- [PROBLEM REQUIREMENTS]: Translate this sentence from the article on Volvo's results into Spanish: "Volvo plans to go all-electric by 2030, and all-electrified five years before that."

- [SUPPLIED TEXT]:

Its operating income for the period was SEK 16.6bn (£1.38bn), a substantial increase on the SEK 3.6bn (£300m) recorded from Q1 to Q3 last year, and its operating margin was 8.2%. 

However, in the most recent quarter (July-September), total revenues of SEK 60.8bn (£5.04bn) represent a 7% year-on-year decline, and the operating margin of 5.5% is less than the year-to-date average. Volvo notes that during this period, sales were down 17% year on year.

Volvo CEO Håkan Samuelsson said: "Production was approximately 50,000 cars lower in the quarter compared to the same period in 2020, while sales in the period fell by approximately 30,000 cars as the drop in production volumes was compensated by lowered inventory.

“The supply situation has improved going into the fourth quarter, but we expect the industry-wide shortage of semiconductors to remain a restraining factor.”

Early figures for November suggest Volvo sold around 52,000 cars, a decline compared with the same month last year, which it attributes to "a build-up of in-transit inventory". 

Samuelsson remains confident that Volvo "will reach the outlook stated at the beginning of 2021". 

The company highlights that some 26% of all Volvo models sold in the third quarter were electrified – 22% plug-in hybrid and 4% electric. Volvo plans to go all-electric by 2030, and all-electrified five years before that. By 2025, it plans for half of all cars sold to be purely electric, and the other half plug-in hybrid.

- [DATA SEGMENT]:
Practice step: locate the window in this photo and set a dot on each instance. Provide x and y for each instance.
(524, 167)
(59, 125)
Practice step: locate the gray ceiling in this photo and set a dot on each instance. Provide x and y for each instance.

- [ANSWER TO THIS TASK]: Volvo planea ser totalmente eléctrica para 2030 y totalmente electrificada cinco años antes.